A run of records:
<<<<
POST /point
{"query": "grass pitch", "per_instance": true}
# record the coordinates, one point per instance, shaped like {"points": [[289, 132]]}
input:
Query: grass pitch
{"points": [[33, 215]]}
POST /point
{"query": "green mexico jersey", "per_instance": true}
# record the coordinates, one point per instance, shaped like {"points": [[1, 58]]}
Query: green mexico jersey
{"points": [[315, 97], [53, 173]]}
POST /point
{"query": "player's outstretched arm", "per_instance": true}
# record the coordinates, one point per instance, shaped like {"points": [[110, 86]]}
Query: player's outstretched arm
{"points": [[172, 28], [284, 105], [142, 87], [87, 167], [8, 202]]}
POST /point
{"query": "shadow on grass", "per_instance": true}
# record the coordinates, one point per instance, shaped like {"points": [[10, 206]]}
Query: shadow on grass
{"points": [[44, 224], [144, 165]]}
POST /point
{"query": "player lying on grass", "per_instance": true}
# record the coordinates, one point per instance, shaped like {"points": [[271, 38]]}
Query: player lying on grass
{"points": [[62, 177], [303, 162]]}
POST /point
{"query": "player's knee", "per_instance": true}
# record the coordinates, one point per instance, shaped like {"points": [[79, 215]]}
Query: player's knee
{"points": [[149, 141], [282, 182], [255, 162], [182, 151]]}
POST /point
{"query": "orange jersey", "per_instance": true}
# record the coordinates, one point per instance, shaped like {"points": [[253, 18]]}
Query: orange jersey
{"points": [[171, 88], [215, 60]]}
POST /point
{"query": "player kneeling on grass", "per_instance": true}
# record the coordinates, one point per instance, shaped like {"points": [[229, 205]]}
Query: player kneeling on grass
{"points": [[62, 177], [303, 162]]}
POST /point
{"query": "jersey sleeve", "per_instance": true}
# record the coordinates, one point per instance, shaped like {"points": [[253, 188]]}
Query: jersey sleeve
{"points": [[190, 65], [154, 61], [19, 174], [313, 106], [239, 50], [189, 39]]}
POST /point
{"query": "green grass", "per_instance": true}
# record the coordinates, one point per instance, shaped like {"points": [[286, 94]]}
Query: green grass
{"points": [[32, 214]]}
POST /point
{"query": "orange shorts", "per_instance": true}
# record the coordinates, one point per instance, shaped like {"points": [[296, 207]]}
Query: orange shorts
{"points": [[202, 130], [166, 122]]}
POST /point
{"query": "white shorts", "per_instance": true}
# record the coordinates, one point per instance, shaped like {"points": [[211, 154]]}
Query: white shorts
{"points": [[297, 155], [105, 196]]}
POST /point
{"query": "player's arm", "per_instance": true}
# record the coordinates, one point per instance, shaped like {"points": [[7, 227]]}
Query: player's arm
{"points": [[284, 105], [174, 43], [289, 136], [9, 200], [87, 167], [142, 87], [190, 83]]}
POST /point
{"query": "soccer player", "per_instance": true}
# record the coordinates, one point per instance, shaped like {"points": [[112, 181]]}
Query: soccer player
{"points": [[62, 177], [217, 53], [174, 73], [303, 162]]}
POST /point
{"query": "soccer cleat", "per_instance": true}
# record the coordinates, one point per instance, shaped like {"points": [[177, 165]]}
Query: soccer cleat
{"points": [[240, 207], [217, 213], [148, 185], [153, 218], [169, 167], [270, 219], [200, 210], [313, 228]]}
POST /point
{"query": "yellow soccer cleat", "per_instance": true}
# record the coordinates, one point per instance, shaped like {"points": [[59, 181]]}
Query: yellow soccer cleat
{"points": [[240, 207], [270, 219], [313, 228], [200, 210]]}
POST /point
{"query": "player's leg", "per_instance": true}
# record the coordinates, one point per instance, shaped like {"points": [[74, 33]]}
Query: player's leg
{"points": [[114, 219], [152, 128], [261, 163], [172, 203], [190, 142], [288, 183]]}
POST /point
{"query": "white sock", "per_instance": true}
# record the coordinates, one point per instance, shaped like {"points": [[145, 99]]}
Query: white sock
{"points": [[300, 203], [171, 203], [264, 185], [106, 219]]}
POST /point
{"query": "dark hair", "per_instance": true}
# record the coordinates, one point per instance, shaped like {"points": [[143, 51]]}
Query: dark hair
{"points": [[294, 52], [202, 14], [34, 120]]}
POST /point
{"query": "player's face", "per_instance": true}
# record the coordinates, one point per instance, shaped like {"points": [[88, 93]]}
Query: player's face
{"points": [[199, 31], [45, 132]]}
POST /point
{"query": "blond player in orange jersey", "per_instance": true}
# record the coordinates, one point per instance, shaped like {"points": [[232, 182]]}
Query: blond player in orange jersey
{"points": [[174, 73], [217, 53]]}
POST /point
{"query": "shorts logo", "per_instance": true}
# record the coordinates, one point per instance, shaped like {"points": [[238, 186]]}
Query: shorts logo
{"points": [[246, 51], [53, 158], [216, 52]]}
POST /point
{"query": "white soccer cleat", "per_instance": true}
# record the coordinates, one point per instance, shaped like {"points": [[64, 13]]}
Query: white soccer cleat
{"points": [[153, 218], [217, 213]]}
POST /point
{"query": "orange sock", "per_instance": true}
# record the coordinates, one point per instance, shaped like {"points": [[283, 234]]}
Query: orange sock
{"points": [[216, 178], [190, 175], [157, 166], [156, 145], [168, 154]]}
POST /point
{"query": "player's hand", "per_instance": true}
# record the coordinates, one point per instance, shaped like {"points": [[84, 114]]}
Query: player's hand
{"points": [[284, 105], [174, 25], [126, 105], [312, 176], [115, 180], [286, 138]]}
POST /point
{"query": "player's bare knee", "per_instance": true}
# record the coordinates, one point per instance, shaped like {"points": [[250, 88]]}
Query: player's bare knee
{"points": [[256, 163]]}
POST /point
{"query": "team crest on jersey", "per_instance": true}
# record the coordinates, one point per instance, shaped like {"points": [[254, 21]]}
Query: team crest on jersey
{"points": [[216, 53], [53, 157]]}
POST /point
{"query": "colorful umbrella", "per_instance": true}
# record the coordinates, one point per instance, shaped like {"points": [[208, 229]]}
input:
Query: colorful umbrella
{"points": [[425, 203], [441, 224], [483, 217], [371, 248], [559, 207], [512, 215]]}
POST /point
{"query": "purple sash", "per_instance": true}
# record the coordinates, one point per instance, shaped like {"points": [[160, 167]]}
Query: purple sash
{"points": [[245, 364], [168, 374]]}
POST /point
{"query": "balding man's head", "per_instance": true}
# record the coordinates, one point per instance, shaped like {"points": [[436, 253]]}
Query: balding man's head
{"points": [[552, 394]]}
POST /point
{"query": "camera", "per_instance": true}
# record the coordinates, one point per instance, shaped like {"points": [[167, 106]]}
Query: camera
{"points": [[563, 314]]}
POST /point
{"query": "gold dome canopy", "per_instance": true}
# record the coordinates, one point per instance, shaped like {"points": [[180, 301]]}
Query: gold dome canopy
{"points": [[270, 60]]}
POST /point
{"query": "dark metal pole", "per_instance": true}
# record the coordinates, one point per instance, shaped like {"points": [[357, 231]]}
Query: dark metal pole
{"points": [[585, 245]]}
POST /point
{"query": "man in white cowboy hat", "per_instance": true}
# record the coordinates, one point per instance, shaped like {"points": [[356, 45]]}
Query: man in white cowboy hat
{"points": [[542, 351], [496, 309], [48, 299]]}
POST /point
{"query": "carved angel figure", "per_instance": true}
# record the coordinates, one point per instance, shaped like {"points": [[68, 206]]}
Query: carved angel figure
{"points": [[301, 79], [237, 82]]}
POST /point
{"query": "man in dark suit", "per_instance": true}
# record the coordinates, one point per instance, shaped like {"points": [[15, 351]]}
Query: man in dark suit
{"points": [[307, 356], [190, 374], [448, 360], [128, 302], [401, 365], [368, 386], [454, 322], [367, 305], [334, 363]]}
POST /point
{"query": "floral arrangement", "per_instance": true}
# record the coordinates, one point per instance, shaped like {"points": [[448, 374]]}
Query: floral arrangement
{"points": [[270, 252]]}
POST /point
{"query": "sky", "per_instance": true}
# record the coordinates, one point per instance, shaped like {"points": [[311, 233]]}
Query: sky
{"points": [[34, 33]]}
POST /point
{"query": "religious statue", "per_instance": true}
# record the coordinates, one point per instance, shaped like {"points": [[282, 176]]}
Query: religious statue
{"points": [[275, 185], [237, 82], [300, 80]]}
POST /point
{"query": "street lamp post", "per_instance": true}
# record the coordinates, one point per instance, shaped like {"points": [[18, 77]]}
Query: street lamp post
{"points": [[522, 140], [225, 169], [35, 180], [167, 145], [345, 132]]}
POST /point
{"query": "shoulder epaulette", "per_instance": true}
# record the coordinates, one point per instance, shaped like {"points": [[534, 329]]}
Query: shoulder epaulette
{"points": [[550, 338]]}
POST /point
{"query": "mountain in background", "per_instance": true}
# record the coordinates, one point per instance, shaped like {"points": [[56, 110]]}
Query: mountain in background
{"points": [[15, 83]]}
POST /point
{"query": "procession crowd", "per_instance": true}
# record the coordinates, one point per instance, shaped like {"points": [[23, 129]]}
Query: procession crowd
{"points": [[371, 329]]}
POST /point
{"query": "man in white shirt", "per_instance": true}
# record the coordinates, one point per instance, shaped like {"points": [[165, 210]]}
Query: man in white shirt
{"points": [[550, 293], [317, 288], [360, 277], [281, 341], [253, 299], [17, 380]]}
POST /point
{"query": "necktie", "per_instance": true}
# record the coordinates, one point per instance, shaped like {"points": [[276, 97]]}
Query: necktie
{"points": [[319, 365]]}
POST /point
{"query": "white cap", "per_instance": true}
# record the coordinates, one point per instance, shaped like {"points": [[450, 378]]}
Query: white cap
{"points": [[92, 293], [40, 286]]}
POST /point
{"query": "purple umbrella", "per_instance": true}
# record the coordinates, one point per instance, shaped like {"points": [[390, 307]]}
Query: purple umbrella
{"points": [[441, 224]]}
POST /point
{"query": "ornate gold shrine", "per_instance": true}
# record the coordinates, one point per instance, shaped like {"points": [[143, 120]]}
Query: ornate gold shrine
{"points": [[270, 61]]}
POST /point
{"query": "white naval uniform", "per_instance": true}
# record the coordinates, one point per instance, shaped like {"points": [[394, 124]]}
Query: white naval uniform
>>>>
### Instructions to follow
How many lines in the rows above contain the string "head"? Reply with the number alone.

### Task response
2